• WHAT TO WORK ON
Locate the string "skirt" in the records below. Copy every line where it occurs.

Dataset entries
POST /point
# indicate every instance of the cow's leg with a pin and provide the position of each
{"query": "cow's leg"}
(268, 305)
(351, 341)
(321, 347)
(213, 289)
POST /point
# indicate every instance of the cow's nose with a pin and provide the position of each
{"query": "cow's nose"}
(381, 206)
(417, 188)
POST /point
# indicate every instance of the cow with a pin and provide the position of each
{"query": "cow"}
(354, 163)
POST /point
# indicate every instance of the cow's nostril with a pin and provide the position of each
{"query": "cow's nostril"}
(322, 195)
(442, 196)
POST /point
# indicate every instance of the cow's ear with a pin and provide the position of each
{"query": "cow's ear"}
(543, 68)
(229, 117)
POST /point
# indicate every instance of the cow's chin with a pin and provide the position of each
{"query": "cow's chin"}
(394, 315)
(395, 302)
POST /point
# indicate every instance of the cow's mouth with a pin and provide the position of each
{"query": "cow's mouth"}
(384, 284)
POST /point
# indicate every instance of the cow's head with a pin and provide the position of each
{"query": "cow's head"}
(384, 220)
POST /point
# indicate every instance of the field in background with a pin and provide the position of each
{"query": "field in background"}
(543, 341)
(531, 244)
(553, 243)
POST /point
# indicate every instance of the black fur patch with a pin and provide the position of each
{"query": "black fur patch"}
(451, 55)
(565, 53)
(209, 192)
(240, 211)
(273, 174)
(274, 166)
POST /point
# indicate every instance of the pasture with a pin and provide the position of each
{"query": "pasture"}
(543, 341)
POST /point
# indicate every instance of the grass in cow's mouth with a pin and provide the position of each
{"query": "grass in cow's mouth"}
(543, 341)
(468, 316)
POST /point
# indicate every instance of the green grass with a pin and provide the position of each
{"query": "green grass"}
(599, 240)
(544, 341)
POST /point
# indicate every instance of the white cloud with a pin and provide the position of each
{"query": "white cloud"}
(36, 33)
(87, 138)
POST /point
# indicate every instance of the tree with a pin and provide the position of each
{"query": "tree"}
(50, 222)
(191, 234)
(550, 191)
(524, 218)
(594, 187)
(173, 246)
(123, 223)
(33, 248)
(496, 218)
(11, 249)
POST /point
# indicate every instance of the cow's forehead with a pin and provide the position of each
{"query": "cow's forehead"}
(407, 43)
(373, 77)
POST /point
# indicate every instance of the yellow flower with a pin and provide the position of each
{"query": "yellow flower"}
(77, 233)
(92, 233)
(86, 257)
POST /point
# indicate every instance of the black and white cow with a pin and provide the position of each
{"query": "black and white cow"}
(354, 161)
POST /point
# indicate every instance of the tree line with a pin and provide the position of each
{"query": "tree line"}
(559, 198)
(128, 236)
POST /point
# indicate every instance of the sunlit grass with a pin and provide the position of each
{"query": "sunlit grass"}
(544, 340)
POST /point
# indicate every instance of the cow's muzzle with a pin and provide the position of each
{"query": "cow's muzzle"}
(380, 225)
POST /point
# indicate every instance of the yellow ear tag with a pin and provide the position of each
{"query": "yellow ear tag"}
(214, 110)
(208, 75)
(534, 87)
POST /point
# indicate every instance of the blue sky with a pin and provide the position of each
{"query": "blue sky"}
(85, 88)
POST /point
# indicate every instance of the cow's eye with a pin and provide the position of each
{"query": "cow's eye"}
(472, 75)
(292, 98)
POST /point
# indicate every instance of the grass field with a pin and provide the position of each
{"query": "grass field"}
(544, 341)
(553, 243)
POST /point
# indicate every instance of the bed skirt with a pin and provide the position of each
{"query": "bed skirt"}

* * *

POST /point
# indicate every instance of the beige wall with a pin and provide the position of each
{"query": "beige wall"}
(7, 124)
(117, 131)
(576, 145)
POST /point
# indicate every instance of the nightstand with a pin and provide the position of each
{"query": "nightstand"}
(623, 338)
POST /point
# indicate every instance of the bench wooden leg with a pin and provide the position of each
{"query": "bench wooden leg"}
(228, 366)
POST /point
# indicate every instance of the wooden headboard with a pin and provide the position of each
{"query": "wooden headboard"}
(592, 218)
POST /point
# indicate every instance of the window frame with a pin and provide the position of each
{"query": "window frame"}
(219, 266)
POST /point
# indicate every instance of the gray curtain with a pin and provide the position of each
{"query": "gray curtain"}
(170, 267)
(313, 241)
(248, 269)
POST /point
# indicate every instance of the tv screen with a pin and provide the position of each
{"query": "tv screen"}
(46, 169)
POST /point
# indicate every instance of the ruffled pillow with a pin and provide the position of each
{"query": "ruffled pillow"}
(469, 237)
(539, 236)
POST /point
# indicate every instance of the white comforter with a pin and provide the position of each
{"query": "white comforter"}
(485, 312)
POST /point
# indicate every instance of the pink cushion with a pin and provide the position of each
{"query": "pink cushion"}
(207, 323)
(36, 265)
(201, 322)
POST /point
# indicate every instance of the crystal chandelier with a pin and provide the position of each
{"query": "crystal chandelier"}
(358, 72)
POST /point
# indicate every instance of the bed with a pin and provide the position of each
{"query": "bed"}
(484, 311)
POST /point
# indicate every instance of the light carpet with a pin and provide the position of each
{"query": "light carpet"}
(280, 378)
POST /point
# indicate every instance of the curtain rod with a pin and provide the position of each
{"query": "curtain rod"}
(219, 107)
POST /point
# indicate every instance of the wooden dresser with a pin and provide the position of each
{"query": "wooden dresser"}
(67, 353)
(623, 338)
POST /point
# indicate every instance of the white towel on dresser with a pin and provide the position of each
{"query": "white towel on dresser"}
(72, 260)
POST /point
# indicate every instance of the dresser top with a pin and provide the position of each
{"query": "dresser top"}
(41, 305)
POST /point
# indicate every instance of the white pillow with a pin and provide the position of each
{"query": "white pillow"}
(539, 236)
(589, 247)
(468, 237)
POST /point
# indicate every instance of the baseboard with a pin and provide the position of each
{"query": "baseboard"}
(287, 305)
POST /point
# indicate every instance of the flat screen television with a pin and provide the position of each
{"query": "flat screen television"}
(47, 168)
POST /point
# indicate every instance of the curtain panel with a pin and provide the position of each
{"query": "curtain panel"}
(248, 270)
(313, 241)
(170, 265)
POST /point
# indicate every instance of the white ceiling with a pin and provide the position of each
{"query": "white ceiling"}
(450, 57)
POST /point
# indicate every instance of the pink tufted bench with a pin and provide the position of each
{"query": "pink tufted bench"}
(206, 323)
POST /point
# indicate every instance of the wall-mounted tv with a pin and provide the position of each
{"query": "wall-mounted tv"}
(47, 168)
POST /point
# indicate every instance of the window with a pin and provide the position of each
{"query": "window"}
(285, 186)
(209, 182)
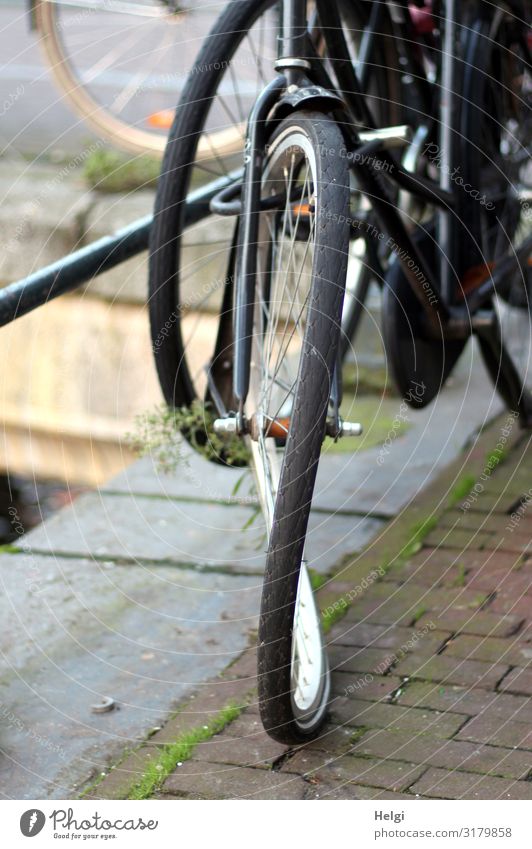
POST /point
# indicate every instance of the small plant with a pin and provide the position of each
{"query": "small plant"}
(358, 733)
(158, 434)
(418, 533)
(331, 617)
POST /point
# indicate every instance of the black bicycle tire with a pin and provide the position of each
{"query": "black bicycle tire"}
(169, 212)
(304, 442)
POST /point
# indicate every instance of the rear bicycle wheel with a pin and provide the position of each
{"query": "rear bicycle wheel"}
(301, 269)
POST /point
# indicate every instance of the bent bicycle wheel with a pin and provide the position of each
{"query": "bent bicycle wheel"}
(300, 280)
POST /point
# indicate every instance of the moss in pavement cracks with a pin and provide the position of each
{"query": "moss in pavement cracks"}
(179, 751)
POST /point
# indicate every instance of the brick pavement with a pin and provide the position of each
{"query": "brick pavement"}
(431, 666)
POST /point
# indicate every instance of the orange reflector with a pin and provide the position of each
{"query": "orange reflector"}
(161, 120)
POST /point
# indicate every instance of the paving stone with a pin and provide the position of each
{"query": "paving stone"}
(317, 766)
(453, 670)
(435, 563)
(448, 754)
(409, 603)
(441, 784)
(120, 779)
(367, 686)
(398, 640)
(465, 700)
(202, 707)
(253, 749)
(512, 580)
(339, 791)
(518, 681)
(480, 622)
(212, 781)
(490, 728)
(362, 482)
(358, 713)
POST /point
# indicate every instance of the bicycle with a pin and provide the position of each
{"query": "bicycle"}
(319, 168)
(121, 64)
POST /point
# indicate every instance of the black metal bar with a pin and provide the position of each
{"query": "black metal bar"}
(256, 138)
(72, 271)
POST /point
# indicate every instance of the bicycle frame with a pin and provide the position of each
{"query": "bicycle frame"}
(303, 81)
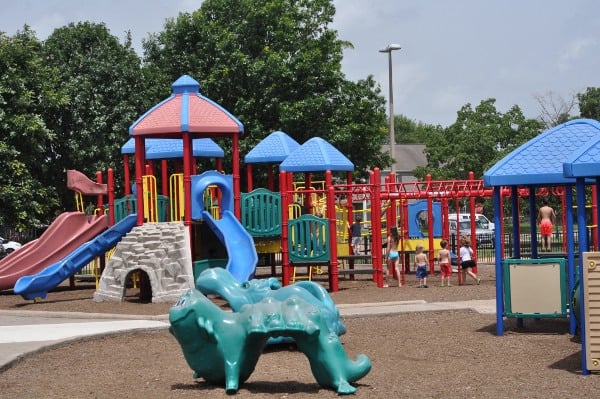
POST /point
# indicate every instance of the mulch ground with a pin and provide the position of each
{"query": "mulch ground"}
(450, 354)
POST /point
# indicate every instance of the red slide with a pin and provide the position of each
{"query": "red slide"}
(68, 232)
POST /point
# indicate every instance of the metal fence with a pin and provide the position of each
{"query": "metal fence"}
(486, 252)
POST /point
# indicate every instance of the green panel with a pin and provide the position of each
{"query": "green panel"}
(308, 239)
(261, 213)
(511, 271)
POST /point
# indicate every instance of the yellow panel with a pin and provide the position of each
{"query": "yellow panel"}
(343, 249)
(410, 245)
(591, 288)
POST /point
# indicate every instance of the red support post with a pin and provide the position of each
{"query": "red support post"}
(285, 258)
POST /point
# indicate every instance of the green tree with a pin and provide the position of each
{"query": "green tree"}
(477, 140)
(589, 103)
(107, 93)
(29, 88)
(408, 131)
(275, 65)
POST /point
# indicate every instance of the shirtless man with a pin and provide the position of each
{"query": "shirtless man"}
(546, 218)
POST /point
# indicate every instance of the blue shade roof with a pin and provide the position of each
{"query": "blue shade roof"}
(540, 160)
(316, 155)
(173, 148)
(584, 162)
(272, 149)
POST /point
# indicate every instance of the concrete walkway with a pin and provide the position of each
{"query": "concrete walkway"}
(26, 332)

---

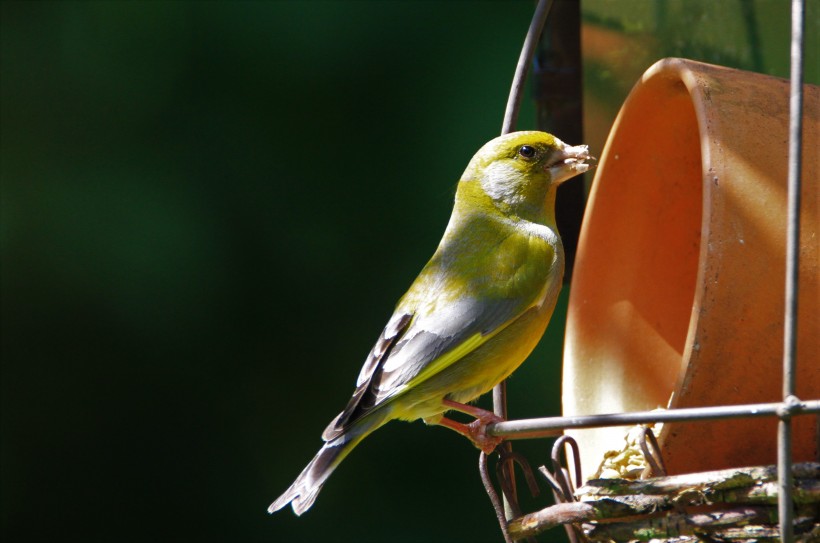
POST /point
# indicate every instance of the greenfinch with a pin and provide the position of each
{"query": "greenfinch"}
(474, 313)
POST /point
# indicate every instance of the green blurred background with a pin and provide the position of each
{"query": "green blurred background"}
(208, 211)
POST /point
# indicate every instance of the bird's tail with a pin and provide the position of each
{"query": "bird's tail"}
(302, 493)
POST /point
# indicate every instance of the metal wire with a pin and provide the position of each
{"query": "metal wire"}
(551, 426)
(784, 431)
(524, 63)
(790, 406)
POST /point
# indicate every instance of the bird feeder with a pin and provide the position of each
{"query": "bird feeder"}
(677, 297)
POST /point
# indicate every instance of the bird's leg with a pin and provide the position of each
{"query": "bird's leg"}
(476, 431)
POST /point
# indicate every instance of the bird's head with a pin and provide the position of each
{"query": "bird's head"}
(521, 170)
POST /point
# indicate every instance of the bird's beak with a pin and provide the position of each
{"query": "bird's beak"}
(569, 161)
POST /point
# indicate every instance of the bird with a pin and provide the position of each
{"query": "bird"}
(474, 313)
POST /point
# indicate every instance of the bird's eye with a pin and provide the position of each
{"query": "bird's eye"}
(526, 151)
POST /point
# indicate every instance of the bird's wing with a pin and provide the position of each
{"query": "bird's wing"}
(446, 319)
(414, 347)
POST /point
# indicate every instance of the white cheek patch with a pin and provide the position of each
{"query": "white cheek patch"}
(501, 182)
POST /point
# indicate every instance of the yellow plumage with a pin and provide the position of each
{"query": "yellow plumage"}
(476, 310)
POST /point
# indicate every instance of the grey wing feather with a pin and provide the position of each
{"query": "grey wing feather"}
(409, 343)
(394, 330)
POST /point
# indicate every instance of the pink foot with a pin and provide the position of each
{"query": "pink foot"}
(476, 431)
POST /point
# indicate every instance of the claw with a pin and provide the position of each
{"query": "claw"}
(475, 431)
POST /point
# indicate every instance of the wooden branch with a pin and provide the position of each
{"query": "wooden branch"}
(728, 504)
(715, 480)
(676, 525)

• ANSWER
# indicate every instance of the bed skirt with a pin and provide the position of each
{"query": "bed skirt"}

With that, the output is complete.